EXERCISE
Exact reproduction, images excluded: write out the records below.

TASK INPUT
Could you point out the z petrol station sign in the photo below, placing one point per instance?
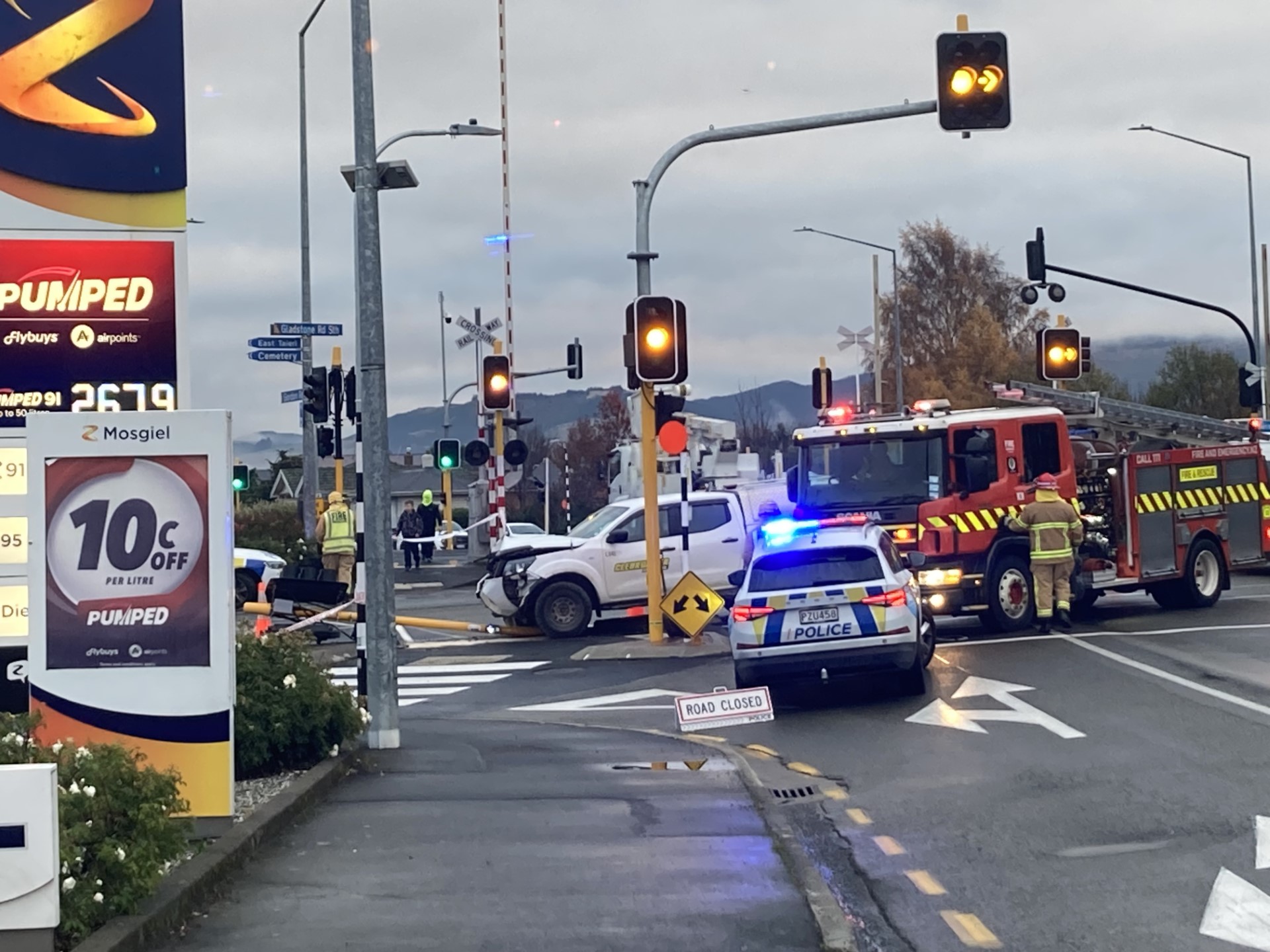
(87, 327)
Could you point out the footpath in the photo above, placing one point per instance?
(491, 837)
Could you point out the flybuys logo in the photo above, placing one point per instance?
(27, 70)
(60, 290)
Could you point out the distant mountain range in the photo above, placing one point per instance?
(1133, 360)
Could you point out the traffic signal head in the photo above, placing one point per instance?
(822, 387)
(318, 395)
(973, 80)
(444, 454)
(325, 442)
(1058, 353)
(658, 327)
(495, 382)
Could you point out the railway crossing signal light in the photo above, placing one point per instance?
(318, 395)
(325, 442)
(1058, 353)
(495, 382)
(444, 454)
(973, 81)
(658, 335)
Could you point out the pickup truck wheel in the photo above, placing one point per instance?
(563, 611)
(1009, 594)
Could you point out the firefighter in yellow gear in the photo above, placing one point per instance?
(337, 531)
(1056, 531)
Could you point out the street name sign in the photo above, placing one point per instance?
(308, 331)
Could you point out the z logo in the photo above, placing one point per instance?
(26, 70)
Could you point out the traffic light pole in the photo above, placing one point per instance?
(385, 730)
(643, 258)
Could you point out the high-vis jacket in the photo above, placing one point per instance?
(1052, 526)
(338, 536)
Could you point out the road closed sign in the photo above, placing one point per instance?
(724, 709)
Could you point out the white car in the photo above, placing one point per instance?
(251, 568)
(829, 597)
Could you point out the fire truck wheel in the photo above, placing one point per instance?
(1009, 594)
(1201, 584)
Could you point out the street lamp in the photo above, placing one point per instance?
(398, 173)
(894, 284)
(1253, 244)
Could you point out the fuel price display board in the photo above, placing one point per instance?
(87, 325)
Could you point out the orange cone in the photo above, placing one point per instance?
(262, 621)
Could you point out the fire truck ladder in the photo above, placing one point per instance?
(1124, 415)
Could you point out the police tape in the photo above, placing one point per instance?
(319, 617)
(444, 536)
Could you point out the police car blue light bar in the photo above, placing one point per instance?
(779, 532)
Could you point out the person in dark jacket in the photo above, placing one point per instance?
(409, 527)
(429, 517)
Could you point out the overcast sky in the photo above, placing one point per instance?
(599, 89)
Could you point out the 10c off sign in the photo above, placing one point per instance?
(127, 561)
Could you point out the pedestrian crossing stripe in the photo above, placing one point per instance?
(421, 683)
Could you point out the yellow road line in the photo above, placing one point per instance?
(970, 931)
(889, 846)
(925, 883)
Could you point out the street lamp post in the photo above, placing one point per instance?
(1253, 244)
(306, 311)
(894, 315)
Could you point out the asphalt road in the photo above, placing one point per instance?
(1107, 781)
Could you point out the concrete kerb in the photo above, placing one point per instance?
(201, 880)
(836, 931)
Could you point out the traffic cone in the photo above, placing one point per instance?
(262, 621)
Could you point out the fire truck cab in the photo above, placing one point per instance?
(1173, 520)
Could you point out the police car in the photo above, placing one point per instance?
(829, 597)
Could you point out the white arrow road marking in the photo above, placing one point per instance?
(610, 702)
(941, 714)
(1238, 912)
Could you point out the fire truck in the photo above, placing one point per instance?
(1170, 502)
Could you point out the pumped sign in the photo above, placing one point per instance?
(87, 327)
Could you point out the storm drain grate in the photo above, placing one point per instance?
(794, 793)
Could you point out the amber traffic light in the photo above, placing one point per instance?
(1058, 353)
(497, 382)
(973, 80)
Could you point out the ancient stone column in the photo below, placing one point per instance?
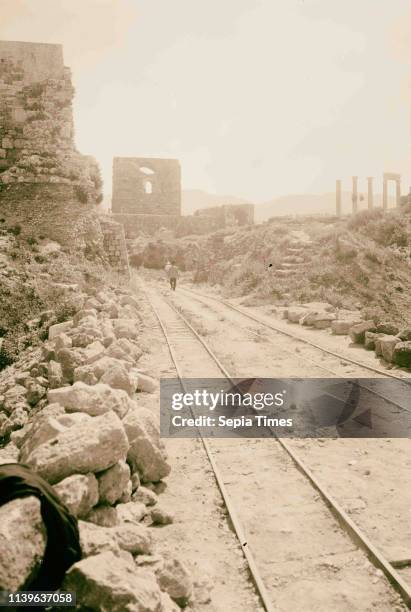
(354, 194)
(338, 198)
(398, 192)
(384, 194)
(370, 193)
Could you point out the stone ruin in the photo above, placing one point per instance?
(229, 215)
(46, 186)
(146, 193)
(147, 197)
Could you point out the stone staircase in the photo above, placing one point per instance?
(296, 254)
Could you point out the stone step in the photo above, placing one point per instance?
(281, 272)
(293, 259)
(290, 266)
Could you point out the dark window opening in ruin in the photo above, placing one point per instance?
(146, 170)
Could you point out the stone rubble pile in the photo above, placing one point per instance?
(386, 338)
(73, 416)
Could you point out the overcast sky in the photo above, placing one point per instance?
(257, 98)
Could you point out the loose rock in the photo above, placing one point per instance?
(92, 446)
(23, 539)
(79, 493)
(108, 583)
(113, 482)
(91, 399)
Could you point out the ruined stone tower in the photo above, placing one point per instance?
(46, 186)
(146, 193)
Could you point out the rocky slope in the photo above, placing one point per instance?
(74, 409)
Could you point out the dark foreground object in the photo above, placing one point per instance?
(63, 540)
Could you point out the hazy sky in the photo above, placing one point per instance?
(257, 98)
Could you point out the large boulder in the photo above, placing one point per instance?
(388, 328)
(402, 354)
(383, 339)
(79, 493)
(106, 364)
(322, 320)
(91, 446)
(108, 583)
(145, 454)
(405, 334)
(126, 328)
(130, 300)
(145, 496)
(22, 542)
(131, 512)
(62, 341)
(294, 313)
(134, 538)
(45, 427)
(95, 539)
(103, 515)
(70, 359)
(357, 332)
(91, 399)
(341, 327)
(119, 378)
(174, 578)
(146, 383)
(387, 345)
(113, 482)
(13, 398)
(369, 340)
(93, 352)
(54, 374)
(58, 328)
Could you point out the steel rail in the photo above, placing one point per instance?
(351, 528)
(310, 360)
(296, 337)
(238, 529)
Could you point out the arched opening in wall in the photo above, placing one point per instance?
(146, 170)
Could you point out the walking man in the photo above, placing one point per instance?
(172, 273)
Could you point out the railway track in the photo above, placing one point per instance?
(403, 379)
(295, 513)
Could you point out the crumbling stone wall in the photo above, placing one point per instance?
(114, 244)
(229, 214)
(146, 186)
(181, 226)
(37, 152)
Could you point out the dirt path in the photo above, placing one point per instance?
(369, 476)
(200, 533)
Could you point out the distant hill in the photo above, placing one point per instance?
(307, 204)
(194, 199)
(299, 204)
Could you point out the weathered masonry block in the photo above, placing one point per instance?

ANSWER TO THIS EXERCISE
Could you point out the z petrol station sign in the photo below, placing one point per instance?
(87, 327)
Could you point out the footpath in the photo above, placing one point per instance?
(491, 837)
Could you point out the flybuys logo in the photo above, placing one point per instance?
(27, 70)
(60, 290)
Could you point out the distant mountain range in the photo above, placing one point per instance?
(1133, 360)
Could you point out the traffic signal head in the photo above, placing one point per instance?
(822, 387)
(318, 395)
(973, 80)
(444, 454)
(325, 442)
(1058, 353)
(658, 327)
(495, 382)
Could you point out the railway crossing signal light in the photo above, placing one point per instance?
(318, 395)
(325, 442)
(1058, 353)
(495, 382)
(444, 454)
(973, 81)
(658, 335)
Could you point out the pickup truck wheel in the photo above, placing one point per instance?
(563, 611)
(1009, 594)
Could you point out the firefighter in yellow gear in the photo above, placing one point per instance?
(337, 531)
(1056, 531)
Could you point out the street name sign in the photo above, placing one point per instance?
(308, 331)
Could you point out the z logo in the photo above, placing one point per instance?
(26, 70)
Could you point out the traffic light pole in the photo above, placing one point per instance?
(385, 730)
(643, 258)
Could you point out the high-vis jacket in the photo above, placing one point per instance?
(1052, 526)
(338, 536)
Could you point out the road closed sign in the photo above, placing one point per instance?
(724, 709)
Could you point out the white car in the photo above, placing one point per instance?
(251, 568)
(829, 597)
Could you point out the fire truck wheel in the photo above, placing one point per instance?
(1009, 594)
(1201, 584)
Could you point out the street lamp in the photo above, placing one point per instance?
(398, 173)
(894, 284)
(1253, 244)
Could you point out the fuel price display board in the photo above, placing one point per instance?
(87, 325)
Could you point out the orange cone in the photo above, placing one point per instance?
(262, 621)
Could you point out the fire truck ladder in the photo above, placing one point per instance?
(1124, 415)
Could you point out the police tape in the photo above, placing one point per instance?
(319, 617)
(444, 536)
Could you point out the police car blue light bar in the photo above, placing one point per instance?
(779, 532)
Could you point out the person in dark jacket in the photo above, placing one point per instance?
(409, 527)
(429, 517)
Could you point out the overcast sky in the photo above, placing one point per instance?
(599, 89)
Could you point out the 10c off sign in the photo above, placing one point per instance?
(127, 561)
Could you point out the pedestrian crossing stripe in the photo above, placing one point per instance?
(421, 683)
Could you point out the yellow road line in the photo above, placing one point per instance?
(970, 931)
(889, 846)
(925, 883)
Could you point out the street lamp post in the photo above, placing one point per instance?
(1253, 244)
(306, 311)
(894, 315)
Could you point out the asphalt road in the photo above, placing one point per instance?
(1107, 781)
Could you point out the concrete kerb in the photo above, placing one point per instance?
(201, 880)
(836, 931)
Could you point out the traffic cone in the photo above, placing one point per instance?
(262, 621)
Could you point out the fire truck cab in the photo above, placing one point per instance?
(1173, 520)
Could you point out the police car in the photo above, placing one point per instance?
(829, 597)
Could you point out the white arrow road marking in the photo above, placing one point per instance?
(610, 702)
(941, 714)
(1238, 912)
Could you point out the fire truck in the photo above, placing one point per instance?
(1170, 502)
Could you point out the pumped sign in the photo above, placing one point per instance?
(87, 327)
Could you point out the storm drain grate in the photo above, placing one point per instance?
(794, 793)
Could you point out the amber traffic light in the photo above, placing one point per instance?
(1058, 353)
(497, 382)
(973, 80)
Could you point out the ancient stone column in the photo below, placing one point per instance?
(354, 194)
(338, 198)
(398, 192)
(384, 194)
(370, 193)
Could you point out the stone ruin in the photo above, placing one point per instance?
(229, 215)
(46, 186)
(146, 193)
(147, 197)
Could you point out the stone staircase in the photo above, placing one point per instance?
(296, 254)
Could you point out the stone step in the photo above, placing one point per instance?
(281, 272)
(293, 259)
(290, 266)
Could you point out the dark window opening in ruin in the photo above, placing one point per instance?
(146, 170)
Could you point out the stone rubble pile in the photo above, placing one point per instance?
(386, 338)
(73, 416)
Could you point out the overcast sky in the photo above, placing one point per instance?
(257, 98)
Could you point out the loose rock in the photo above, placing one point per instance?
(92, 446)
(23, 539)
(79, 493)
(108, 583)
(113, 482)
(91, 399)
Could you point out the ruined stone tower in the photo above, placing one point per instance?
(46, 186)
(146, 193)
Could you point out the rocky slope in the photo above, placing one point per instance?
(74, 409)
Could you point out the dark foreground object in the photo above, placing one point per instance?
(63, 540)
Could you point out the hazy sky in the photo above, placing one point per instance?
(257, 98)
Could you point out the large boulder in the photo above, placing one point per instance?
(388, 328)
(402, 354)
(383, 339)
(79, 493)
(106, 364)
(322, 320)
(91, 446)
(108, 583)
(145, 454)
(405, 334)
(126, 328)
(130, 300)
(145, 496)
(22, 542)
(131, 512)
(62, 341)
(294, 313)
(134, 538)
(45, 427)
(95, 539)
(103, 515)
(70, 359)
(357, 332)
(91, 399)
(341, 327)
(119, 378)
(174, 578)
(146, 383)
(387, 345)
(113, 482)
(13, 398)
(369, 340)
(93, 352)
(54, 374)
(58, 328)
Could you point out the steel rail in the photo above, placing one point per instance?
(351, 528)
(310, 360)
(296, 337)
(238, 529)
Could you point out the arched opening in wall in the photo above, placing one point per instance?
(146, 170)
Could you point out the walking man in the photo above, placing one point per instance?
(172, 273)
Could you point out the railway track in the photo above, placing one point per instance?
(403, 379)
(295, 513)
Could you point out the crumbling stone wall in the photo above, placing one point per instance?
(114, 244)
(229, 214)
(146, 186)
(181, 226)
(37, 152)
Could you point out the dirt path in the photo above, placing one point per instance?
(369, 476)
(200, 533)
Could you point out the distant hill in the photo above, placing one point per instance?
(307, 204)
(194, 199)
(299, 204)
Could you point out the weathered masonry block in the photo above, placing one point per instance?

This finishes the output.